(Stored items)
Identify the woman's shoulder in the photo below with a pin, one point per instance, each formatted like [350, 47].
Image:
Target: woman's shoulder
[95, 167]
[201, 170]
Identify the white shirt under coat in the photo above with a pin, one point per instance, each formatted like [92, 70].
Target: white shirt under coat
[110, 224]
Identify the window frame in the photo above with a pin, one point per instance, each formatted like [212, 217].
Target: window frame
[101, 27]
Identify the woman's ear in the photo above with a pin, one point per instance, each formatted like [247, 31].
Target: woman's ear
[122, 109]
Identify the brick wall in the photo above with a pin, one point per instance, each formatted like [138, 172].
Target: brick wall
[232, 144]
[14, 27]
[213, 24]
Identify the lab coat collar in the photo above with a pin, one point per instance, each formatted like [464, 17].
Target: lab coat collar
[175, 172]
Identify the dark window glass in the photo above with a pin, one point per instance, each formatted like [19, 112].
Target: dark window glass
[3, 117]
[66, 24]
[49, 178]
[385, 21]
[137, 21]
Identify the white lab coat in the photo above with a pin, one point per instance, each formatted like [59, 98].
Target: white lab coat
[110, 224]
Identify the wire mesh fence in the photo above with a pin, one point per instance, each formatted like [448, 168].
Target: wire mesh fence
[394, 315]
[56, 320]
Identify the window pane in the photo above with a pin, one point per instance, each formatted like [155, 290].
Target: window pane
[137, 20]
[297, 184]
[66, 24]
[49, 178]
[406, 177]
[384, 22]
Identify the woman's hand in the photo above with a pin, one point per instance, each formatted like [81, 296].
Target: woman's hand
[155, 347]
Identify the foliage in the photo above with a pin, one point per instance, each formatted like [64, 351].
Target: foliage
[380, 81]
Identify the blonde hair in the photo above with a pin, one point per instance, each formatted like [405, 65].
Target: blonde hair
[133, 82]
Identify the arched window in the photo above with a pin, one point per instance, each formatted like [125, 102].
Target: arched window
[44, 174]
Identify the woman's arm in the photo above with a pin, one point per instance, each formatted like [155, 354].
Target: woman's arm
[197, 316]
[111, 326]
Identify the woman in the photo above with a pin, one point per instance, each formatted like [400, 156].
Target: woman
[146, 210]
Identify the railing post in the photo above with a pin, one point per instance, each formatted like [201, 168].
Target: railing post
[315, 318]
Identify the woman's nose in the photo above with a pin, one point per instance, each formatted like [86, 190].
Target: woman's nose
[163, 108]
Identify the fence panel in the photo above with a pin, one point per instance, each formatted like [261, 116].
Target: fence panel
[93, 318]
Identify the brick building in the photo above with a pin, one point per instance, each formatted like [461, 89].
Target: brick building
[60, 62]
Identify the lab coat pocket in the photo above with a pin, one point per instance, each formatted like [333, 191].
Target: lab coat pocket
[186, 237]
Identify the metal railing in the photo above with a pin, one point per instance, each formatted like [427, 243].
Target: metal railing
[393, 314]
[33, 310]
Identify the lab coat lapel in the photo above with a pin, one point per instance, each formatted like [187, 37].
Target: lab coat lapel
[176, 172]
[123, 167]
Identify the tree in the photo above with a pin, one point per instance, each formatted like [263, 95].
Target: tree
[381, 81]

* * *

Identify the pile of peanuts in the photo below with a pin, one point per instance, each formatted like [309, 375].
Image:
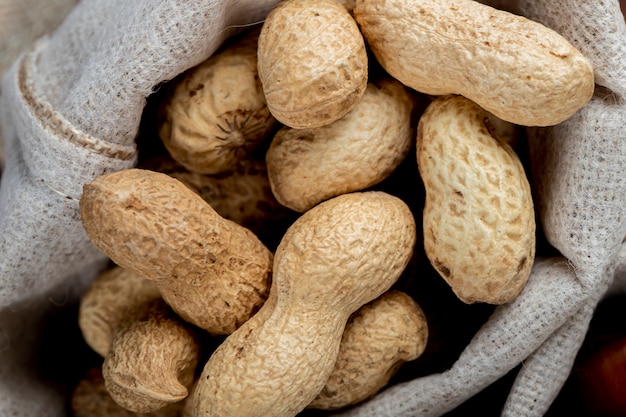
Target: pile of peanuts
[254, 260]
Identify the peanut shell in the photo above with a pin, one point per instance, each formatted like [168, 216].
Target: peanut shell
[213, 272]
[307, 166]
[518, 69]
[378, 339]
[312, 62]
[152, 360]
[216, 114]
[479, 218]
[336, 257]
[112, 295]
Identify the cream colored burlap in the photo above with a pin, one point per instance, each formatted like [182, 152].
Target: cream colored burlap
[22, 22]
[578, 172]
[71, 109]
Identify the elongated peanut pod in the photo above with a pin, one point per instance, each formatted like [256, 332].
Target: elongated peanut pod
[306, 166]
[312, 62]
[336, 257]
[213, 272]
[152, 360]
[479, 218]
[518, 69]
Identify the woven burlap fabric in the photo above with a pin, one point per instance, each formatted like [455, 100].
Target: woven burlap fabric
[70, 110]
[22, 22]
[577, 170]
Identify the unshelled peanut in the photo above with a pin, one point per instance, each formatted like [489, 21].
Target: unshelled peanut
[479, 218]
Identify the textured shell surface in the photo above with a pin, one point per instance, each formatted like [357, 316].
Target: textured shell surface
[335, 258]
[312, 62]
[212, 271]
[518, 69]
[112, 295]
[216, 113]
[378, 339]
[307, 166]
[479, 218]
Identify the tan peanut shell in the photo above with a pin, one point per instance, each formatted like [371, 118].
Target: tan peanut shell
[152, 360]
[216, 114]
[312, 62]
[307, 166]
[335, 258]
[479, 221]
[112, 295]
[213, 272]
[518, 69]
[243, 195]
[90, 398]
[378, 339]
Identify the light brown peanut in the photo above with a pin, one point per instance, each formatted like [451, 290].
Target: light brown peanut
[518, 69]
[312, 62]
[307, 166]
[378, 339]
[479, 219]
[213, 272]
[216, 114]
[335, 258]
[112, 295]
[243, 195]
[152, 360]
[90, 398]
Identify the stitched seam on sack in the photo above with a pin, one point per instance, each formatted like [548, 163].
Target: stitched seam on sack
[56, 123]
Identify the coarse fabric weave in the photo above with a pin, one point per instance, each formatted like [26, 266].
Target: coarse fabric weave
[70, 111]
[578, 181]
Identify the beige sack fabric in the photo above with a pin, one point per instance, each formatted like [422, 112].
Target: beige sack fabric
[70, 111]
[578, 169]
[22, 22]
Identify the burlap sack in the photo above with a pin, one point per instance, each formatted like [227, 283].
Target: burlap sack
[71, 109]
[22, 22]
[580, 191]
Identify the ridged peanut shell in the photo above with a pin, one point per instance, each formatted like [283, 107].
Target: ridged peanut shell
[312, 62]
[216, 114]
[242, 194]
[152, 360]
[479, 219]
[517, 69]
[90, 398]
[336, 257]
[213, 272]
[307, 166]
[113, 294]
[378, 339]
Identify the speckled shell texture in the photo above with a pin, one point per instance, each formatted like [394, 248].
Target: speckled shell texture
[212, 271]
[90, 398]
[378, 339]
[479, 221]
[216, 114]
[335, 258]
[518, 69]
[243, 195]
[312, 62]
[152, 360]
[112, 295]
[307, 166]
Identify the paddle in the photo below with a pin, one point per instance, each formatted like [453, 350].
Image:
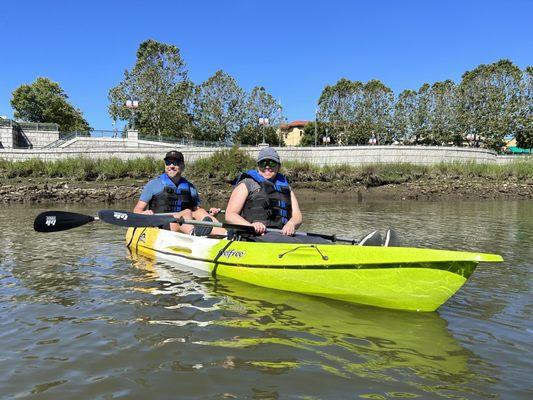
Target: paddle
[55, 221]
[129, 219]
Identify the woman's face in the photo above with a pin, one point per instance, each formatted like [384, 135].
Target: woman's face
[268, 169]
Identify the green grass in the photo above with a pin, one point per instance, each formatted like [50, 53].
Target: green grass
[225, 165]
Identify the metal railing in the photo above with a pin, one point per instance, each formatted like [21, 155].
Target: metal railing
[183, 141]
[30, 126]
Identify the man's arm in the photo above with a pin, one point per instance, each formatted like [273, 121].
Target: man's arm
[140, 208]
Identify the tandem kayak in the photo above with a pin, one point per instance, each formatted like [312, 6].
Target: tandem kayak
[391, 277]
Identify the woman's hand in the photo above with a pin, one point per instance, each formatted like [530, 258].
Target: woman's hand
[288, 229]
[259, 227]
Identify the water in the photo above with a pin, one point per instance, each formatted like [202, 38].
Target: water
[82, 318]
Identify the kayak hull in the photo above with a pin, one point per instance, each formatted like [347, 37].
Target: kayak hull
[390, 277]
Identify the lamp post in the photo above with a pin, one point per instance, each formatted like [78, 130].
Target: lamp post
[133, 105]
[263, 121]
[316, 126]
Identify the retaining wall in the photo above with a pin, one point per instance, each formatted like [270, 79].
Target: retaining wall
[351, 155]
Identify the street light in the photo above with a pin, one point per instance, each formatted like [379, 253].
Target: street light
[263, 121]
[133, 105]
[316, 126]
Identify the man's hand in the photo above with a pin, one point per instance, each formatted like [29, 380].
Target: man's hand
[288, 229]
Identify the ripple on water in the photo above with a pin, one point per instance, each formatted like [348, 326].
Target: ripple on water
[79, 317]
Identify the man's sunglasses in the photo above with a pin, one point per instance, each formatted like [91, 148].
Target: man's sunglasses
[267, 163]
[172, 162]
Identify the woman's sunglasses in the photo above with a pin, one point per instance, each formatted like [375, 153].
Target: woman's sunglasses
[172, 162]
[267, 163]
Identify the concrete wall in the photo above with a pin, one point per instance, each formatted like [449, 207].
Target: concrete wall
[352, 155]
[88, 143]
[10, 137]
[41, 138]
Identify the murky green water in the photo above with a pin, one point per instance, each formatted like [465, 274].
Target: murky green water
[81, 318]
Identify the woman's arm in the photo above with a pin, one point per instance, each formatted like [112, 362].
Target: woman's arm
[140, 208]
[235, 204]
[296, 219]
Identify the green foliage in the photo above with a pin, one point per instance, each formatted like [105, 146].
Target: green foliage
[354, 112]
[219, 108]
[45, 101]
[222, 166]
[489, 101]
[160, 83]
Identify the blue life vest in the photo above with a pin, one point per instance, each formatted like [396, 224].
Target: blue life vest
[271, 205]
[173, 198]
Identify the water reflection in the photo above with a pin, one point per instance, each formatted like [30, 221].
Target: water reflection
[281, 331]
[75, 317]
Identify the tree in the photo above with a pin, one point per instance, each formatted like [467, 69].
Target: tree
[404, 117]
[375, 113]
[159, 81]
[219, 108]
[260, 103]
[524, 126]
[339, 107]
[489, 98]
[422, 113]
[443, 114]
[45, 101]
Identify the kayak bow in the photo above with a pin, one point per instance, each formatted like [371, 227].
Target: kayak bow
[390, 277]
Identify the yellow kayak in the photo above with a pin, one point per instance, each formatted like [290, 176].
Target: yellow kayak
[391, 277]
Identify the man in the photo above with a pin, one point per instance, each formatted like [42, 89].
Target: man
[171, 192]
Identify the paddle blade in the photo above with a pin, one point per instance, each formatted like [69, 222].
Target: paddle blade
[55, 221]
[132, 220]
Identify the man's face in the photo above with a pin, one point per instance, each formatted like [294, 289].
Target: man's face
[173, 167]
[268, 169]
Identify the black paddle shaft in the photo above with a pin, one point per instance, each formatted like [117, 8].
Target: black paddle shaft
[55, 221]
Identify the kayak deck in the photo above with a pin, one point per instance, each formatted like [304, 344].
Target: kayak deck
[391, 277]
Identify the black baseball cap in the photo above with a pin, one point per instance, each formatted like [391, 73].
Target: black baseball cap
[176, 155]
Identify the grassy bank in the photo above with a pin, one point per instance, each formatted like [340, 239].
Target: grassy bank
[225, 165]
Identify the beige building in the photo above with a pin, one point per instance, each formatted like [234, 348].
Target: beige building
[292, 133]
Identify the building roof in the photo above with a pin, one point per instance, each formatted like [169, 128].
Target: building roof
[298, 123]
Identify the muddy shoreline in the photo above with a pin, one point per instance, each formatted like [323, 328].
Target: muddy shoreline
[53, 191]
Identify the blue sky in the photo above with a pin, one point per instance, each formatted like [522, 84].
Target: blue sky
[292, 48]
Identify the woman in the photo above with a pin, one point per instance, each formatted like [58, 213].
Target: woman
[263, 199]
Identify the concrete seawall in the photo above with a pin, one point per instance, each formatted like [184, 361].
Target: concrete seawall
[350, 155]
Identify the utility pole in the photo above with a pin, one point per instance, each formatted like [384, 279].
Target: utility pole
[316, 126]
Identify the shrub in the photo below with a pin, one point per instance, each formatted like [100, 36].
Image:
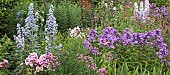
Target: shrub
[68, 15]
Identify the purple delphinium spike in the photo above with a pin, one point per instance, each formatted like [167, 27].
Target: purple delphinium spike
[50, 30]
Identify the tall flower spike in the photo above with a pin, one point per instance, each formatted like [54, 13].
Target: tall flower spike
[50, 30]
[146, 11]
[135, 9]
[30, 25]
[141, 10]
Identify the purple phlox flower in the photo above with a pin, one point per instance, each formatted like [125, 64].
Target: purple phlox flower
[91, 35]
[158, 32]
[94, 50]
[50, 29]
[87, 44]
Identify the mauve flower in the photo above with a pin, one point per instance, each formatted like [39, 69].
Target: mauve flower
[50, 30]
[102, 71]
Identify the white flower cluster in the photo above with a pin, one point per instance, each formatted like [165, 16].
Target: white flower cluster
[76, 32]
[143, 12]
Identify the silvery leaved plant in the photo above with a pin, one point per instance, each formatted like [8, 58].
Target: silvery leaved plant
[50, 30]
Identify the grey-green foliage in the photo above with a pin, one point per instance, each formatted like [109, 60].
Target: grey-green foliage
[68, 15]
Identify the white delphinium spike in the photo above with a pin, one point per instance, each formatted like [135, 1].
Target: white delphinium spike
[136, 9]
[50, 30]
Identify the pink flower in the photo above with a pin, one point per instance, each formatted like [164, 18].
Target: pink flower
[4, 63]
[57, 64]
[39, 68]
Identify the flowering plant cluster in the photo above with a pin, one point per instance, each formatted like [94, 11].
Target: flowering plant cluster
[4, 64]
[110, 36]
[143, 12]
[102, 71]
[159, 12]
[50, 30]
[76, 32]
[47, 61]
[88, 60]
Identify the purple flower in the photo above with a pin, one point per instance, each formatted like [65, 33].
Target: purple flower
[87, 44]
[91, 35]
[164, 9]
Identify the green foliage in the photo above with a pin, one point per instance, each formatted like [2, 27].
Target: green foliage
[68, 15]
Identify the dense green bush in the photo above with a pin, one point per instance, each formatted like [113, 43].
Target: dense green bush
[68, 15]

__Job__
Tally the lines of the material above that contain the string "speckled", treating uppercase and lowercase letters as distinct, and give only the number.

__Exercise output__
2